Rewrite the records from the line with "-- lua: locate the white cheese cube" up to and including the line with "[257,91,291,132]", keeping every line, and scale each bounding box coordinate by 0.7, rounding to whole numbers with halves rounded up. Leave all other lines unchanged and give only this stretch.

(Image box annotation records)
## begin

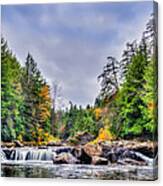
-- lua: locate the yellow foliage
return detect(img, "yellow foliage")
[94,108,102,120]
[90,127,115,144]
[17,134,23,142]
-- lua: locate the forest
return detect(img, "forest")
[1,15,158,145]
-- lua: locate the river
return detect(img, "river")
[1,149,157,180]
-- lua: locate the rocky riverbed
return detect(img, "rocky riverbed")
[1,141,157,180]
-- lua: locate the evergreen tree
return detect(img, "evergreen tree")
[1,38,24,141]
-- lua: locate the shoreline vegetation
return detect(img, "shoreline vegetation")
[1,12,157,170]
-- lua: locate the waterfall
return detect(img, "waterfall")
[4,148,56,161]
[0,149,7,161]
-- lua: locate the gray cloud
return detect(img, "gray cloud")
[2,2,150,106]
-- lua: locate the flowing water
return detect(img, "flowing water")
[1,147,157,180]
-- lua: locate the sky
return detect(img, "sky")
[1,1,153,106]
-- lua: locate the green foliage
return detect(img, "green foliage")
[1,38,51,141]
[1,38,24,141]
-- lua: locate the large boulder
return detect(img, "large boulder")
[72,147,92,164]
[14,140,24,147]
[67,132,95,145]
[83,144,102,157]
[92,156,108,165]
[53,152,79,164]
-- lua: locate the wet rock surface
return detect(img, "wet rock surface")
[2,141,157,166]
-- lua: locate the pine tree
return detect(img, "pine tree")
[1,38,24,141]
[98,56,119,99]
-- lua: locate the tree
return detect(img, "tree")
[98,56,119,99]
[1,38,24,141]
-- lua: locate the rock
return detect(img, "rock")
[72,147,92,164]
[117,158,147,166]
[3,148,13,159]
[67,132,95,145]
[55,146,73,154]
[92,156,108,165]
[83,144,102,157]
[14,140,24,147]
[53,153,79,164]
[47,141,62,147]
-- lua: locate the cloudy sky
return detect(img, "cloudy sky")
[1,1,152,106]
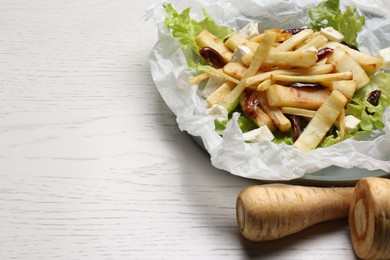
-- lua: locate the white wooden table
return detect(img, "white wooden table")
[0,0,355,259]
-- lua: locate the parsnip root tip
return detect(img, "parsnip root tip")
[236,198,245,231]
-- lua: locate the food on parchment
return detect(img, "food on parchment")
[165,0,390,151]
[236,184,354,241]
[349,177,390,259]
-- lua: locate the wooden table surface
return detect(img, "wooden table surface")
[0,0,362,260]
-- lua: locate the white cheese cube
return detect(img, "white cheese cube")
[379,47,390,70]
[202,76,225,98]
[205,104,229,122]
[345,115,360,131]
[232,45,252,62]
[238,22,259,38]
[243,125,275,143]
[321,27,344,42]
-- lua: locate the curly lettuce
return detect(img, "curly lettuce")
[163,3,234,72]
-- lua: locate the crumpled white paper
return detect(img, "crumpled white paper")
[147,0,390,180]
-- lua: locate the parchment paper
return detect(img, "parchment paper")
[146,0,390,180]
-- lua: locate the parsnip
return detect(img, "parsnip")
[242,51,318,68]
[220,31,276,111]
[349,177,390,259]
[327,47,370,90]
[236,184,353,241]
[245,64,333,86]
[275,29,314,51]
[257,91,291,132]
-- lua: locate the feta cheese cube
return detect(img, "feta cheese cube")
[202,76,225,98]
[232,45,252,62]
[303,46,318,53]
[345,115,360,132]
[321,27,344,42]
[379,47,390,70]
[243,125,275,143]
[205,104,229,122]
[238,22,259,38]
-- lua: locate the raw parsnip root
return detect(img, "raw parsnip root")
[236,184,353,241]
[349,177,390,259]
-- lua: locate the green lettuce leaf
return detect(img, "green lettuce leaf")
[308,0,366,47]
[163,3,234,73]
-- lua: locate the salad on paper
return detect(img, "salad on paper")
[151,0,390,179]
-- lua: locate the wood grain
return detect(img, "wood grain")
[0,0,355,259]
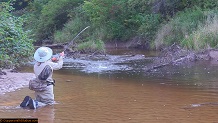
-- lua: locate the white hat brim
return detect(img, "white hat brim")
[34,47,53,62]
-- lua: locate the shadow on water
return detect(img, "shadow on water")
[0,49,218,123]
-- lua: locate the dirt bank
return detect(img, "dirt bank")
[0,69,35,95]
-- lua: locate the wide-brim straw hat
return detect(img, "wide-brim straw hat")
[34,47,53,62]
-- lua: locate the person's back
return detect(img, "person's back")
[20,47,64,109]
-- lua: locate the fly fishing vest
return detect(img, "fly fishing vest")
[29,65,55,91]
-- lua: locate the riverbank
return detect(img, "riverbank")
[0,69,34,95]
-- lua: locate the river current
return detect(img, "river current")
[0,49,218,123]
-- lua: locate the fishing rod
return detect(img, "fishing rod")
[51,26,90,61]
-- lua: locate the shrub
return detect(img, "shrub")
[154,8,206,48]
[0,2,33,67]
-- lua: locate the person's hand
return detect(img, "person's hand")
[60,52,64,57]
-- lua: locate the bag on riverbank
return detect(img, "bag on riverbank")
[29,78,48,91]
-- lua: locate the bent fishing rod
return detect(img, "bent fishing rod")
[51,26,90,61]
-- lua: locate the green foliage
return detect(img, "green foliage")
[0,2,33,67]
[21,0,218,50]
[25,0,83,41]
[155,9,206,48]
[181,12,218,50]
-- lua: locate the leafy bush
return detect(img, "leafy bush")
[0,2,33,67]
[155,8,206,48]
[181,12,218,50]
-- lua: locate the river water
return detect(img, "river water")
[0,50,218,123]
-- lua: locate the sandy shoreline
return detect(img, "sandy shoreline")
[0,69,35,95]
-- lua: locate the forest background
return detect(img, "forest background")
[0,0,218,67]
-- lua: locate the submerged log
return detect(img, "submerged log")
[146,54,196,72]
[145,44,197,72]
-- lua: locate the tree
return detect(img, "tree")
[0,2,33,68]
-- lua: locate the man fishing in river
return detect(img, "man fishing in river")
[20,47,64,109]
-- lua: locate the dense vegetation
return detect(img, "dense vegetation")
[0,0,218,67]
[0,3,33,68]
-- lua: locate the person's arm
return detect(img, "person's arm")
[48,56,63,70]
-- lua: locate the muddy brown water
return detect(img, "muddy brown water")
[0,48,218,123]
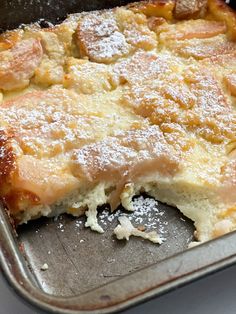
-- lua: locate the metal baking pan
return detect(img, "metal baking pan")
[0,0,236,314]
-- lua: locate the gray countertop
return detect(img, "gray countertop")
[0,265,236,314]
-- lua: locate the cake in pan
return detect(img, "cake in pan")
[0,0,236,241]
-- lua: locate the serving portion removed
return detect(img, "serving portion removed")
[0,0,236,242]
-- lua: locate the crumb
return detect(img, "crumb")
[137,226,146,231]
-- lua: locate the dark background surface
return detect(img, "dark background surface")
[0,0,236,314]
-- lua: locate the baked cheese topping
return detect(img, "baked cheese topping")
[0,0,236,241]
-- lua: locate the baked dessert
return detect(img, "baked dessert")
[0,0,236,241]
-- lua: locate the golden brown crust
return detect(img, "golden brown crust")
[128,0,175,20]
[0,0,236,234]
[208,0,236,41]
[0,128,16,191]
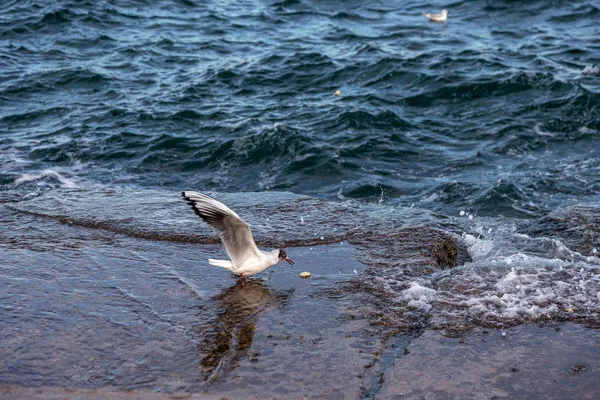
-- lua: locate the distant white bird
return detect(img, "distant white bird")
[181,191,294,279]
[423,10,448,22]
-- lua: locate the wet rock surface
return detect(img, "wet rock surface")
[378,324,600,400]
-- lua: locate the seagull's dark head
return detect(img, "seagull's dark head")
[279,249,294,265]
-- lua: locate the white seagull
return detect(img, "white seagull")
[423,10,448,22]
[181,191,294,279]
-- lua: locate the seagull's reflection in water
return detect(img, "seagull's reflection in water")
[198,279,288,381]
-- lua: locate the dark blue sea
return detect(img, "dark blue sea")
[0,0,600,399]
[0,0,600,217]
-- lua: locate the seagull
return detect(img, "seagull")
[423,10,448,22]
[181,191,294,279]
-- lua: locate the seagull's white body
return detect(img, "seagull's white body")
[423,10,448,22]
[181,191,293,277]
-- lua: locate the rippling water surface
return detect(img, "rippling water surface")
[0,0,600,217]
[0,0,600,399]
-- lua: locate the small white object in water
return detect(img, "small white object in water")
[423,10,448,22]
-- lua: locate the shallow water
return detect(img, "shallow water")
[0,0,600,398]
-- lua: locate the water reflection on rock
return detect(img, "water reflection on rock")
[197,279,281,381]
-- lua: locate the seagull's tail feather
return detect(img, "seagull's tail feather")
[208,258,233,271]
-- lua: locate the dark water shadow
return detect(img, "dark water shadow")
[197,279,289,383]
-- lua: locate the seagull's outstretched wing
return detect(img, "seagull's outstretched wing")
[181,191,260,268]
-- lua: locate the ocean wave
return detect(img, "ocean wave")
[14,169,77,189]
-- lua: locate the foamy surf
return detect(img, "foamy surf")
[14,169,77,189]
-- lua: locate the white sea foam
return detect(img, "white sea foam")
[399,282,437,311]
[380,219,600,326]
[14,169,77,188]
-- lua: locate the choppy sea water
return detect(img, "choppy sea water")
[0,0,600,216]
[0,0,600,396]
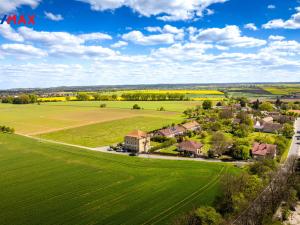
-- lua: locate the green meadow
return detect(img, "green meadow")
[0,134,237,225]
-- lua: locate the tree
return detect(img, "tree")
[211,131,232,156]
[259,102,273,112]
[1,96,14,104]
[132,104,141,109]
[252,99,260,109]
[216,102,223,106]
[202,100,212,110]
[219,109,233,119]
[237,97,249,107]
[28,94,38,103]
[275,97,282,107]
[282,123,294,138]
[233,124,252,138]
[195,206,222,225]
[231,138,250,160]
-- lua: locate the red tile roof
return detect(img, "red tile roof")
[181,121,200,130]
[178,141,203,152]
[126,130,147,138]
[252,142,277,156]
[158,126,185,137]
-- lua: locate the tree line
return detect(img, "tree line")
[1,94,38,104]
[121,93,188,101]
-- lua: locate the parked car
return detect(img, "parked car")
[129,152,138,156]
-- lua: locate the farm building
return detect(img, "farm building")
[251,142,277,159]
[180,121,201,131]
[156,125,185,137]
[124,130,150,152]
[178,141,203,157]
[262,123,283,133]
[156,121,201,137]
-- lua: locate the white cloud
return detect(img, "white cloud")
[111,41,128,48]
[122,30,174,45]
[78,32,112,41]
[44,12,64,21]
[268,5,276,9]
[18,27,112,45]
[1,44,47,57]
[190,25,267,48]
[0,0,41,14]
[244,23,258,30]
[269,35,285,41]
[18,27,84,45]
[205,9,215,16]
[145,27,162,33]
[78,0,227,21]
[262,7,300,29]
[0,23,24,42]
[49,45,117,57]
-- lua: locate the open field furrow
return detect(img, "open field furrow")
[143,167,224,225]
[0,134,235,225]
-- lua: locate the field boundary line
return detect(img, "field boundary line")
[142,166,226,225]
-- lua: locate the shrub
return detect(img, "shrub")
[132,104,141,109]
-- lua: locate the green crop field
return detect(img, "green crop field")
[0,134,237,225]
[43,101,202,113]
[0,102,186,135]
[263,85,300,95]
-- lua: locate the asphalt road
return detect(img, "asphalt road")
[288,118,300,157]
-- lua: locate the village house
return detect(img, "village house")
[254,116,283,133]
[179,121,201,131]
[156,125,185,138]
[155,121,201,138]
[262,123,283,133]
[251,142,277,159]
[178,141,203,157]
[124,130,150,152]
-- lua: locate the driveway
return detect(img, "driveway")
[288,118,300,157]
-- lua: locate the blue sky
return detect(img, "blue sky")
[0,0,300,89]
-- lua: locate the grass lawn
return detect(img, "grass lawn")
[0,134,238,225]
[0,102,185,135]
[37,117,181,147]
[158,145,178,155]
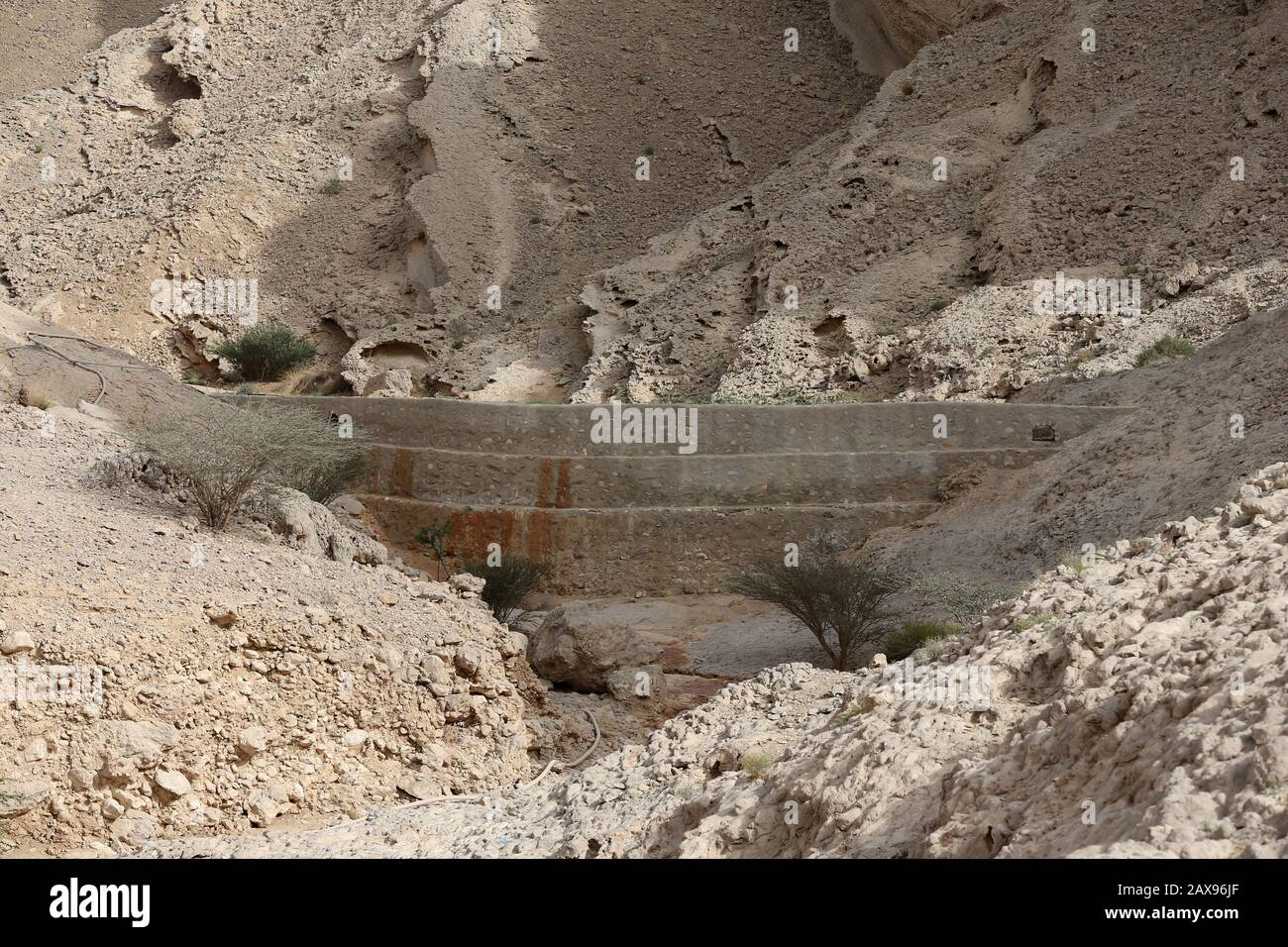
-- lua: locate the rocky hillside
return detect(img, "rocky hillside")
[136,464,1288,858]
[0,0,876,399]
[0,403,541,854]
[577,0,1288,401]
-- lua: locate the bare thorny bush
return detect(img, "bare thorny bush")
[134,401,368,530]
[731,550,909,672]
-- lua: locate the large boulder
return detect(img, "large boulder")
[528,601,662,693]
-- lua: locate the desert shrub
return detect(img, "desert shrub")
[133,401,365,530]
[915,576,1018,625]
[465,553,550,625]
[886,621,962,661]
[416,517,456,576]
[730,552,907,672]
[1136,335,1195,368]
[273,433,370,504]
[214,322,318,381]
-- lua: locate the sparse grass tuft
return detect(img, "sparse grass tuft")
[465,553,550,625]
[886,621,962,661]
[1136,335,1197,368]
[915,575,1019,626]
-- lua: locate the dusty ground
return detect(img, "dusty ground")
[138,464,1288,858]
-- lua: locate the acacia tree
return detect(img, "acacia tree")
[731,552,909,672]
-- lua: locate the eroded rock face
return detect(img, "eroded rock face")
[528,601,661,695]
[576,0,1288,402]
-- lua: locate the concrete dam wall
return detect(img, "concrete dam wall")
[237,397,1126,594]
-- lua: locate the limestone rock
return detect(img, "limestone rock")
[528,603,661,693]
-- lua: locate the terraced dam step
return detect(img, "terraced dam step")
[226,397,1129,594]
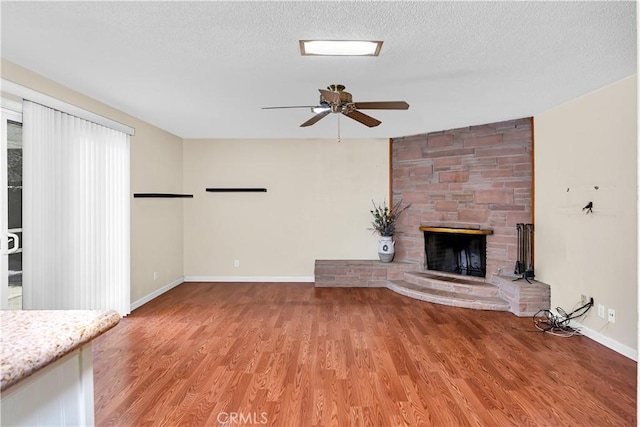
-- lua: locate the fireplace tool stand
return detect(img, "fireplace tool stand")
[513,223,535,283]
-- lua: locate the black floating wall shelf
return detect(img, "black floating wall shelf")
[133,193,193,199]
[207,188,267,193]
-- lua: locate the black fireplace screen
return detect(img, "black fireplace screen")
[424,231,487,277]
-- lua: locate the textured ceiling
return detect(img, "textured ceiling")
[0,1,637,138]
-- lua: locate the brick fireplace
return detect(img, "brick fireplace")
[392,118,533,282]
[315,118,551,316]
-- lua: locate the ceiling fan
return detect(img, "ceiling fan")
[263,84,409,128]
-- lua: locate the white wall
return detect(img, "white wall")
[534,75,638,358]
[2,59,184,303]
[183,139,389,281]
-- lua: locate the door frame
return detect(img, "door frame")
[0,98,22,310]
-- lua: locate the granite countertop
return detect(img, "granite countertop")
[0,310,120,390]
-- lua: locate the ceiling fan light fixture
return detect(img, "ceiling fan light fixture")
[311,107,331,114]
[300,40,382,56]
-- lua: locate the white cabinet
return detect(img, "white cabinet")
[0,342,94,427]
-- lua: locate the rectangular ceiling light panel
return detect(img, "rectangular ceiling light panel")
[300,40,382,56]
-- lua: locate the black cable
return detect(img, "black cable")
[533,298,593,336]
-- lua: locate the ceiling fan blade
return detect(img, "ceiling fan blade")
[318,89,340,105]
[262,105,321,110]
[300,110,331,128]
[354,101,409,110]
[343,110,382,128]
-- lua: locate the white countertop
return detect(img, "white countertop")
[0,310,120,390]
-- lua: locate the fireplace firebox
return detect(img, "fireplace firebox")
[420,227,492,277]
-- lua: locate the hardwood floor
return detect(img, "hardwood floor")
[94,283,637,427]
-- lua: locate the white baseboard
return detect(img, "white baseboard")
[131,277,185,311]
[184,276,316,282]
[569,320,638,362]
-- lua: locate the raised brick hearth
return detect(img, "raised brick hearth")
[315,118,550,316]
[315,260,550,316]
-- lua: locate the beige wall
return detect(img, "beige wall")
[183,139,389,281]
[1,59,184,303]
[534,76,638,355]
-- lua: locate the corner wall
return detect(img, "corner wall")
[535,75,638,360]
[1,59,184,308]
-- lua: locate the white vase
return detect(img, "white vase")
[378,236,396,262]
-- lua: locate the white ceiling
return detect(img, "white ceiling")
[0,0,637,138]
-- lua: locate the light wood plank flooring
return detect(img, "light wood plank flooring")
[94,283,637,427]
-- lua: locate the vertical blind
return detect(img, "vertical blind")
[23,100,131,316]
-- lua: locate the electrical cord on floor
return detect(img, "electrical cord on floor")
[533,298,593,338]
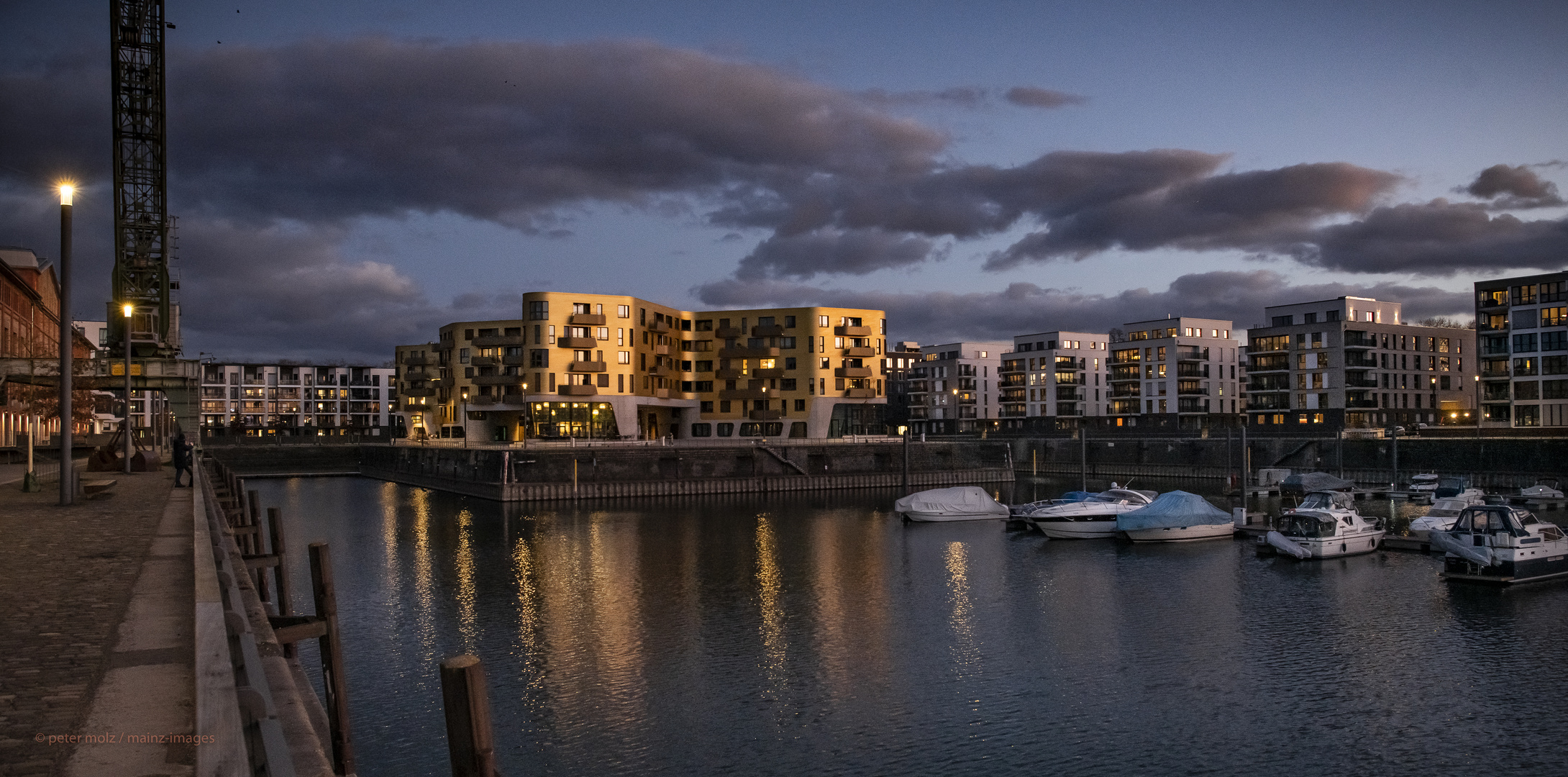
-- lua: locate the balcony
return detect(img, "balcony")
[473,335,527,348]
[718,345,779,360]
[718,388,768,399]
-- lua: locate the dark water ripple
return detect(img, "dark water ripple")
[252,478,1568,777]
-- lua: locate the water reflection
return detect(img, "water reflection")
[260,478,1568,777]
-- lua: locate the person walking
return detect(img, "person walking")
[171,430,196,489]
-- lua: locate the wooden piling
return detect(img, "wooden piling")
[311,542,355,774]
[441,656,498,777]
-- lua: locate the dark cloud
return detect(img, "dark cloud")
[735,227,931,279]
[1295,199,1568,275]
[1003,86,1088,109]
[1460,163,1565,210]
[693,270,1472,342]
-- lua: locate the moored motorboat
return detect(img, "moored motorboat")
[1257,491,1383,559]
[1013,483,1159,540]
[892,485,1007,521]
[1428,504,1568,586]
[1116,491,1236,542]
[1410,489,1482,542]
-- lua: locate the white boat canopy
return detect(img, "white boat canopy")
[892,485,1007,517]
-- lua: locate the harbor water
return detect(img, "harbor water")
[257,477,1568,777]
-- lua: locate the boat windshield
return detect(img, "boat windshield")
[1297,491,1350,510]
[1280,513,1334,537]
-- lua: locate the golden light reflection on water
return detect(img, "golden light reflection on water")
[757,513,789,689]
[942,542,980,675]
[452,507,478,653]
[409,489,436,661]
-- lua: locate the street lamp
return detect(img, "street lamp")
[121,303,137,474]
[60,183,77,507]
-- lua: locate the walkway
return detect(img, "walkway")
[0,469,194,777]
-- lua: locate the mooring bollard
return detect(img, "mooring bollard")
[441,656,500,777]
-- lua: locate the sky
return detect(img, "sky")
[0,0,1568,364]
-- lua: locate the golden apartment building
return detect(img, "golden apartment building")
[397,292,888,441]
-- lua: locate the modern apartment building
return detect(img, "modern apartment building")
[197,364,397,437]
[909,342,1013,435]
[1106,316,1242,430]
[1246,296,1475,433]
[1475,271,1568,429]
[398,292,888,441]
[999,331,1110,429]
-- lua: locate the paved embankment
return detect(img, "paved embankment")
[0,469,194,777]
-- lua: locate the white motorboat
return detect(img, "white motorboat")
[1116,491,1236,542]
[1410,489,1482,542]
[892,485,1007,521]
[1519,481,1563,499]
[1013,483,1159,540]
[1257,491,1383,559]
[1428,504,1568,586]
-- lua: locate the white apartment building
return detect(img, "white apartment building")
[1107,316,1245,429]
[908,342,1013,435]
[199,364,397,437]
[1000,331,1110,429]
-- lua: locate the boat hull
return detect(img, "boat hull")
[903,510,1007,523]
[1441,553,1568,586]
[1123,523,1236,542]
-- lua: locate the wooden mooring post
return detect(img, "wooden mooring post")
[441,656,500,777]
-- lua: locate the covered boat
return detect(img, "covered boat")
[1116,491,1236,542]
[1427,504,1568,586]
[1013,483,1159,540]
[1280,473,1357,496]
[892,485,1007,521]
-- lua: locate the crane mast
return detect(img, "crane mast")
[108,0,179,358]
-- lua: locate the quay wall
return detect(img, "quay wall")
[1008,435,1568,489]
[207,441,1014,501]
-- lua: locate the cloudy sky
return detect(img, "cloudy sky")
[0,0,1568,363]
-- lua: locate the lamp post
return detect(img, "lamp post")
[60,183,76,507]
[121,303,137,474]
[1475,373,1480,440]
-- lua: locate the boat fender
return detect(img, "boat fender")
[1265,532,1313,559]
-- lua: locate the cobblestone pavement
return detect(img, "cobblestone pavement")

## end

§ **Response to the task**:
-- lua: locate the white cheese cube
return detect(img, "white cheese cube")
[265,33,273,49]
[141,53,158,69]
[144,73,160,85]
[242,81,252,92]
[162,32,176,43]
[167,15,181,27]
[170,88,193,100]
[225,19,241,29]
-- lua: locate the curly lettuce
return detect(img, "curly lettuce")
[114,2,164,50]
-- lua: locate the crumpled white paper
return detect(img, "crumpled white paper")
[103,0,273,126]
-- lua: locate the parchment paper
return detect(img, "parchment paper")
[102,0,273,126]
-- lua: locate the parsnip
return detect(img, "parsnip")
[169,36,223,48]
[154,22,193,78]
[244,124,273,181]
[229,33,259,63]
[165,129,247,169]
[172,45,233,60]
[193,20,220,36]
[180,64,204,92]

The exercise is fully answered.